**What you should do**
Starting with the line that contains "Query: man in plaid shirt" and going on through the line that contains "Give the mask of the man", can you put those lines of the records below into a numbered list, leaving out any blank lines?

++++++

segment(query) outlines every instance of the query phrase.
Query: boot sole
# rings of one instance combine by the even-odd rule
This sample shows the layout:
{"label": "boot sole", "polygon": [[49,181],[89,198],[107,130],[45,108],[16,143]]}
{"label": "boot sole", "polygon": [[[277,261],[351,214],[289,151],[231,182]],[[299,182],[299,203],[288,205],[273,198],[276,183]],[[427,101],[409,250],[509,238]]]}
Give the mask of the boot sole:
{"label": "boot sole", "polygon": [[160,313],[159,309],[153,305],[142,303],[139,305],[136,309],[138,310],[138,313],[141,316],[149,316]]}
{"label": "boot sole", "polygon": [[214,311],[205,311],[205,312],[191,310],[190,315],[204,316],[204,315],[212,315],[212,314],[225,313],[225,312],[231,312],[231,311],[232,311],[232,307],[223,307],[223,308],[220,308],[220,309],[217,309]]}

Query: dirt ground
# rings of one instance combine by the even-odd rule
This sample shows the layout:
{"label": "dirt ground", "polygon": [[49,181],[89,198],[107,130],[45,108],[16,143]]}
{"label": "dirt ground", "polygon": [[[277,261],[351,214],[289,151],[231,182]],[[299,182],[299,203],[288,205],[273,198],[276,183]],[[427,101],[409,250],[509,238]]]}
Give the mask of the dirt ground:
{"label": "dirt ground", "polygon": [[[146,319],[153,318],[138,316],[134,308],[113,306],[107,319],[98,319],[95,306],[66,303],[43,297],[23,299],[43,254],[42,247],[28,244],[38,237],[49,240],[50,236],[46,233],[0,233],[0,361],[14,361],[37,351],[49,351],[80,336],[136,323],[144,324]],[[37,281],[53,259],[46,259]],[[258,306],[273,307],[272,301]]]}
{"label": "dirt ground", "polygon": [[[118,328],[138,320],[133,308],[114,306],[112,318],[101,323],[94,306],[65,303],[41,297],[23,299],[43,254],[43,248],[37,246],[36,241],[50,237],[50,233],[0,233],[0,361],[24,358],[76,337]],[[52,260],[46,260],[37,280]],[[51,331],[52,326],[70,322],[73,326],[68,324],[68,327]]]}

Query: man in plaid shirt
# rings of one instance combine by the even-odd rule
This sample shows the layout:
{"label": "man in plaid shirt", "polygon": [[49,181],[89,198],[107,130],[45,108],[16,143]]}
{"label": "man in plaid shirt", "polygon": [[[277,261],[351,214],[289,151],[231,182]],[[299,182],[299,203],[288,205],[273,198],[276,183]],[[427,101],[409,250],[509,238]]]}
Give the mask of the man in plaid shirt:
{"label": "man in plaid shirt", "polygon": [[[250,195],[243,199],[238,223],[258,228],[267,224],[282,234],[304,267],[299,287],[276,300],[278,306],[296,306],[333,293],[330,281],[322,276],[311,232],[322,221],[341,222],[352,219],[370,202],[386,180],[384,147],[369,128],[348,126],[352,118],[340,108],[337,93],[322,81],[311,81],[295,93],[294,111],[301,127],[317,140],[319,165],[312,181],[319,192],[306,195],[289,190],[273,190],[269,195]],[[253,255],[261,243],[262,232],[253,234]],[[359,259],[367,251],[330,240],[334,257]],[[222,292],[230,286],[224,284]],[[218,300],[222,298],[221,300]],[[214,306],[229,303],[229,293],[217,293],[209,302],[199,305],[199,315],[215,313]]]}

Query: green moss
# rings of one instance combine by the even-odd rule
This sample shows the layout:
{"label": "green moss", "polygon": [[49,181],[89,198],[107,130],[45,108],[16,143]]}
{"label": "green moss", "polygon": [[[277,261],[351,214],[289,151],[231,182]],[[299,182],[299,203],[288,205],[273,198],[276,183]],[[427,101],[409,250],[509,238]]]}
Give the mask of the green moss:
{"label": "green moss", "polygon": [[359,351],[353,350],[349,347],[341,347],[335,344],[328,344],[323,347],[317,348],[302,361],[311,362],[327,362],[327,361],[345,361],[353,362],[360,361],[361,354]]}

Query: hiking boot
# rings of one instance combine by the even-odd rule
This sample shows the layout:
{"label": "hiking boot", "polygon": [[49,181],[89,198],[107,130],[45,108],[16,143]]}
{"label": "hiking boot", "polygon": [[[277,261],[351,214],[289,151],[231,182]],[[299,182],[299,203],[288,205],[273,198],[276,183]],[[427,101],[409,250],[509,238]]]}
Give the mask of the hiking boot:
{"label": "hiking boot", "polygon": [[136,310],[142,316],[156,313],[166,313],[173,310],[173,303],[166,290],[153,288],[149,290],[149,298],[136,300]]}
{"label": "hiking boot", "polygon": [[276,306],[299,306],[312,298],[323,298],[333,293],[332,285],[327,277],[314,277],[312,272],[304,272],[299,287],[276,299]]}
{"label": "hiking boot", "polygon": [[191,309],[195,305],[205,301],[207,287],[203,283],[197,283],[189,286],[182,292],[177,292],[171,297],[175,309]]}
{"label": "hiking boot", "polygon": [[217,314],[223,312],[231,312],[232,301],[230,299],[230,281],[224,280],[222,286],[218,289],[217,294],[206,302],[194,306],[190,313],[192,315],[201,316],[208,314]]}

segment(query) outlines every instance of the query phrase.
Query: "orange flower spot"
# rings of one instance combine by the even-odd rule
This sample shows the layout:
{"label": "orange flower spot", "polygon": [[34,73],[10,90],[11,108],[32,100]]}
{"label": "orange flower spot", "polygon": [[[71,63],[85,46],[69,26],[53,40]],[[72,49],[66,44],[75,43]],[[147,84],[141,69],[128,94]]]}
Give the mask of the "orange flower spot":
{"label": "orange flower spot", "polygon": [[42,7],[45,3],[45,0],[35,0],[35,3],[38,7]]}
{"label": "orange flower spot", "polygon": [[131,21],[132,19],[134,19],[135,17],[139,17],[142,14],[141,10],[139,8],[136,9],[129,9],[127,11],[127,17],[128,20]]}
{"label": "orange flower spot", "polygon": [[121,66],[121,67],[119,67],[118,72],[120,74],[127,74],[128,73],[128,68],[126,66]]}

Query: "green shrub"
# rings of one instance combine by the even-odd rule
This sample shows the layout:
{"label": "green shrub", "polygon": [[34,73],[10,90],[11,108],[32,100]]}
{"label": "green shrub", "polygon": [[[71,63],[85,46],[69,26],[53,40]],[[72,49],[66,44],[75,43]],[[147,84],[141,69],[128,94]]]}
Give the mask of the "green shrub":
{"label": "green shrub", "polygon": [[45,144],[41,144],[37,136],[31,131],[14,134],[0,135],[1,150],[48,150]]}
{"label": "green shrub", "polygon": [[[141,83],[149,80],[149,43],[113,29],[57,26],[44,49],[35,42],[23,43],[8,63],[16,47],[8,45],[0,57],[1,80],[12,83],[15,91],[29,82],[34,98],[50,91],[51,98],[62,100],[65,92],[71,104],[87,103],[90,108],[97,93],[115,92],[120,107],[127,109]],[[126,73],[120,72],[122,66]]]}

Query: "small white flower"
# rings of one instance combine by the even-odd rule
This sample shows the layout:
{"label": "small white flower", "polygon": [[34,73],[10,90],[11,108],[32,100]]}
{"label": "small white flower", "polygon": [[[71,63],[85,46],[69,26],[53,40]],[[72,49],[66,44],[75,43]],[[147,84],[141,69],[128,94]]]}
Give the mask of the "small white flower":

++++++

**Correct response**
1. Query: man in plaid shirt
2. # rings of one instance combine by the even-odd rule
3. This sample shows the layout:
4. {"label": "man in plaid shirt", "polygon": [[49,181],[89,198],[107,130],[45,108],[16,143]]}
5. {"label": "man in plaid shirt", "polygon": [[[277,261],[351,214],[289,151],[231,182]],[[299,182],[299,203],[288,205],[273,198],[276,183]],[[427,101],[409,250],[509,238]]]}
6. Give the mask of the man in plaid shirt:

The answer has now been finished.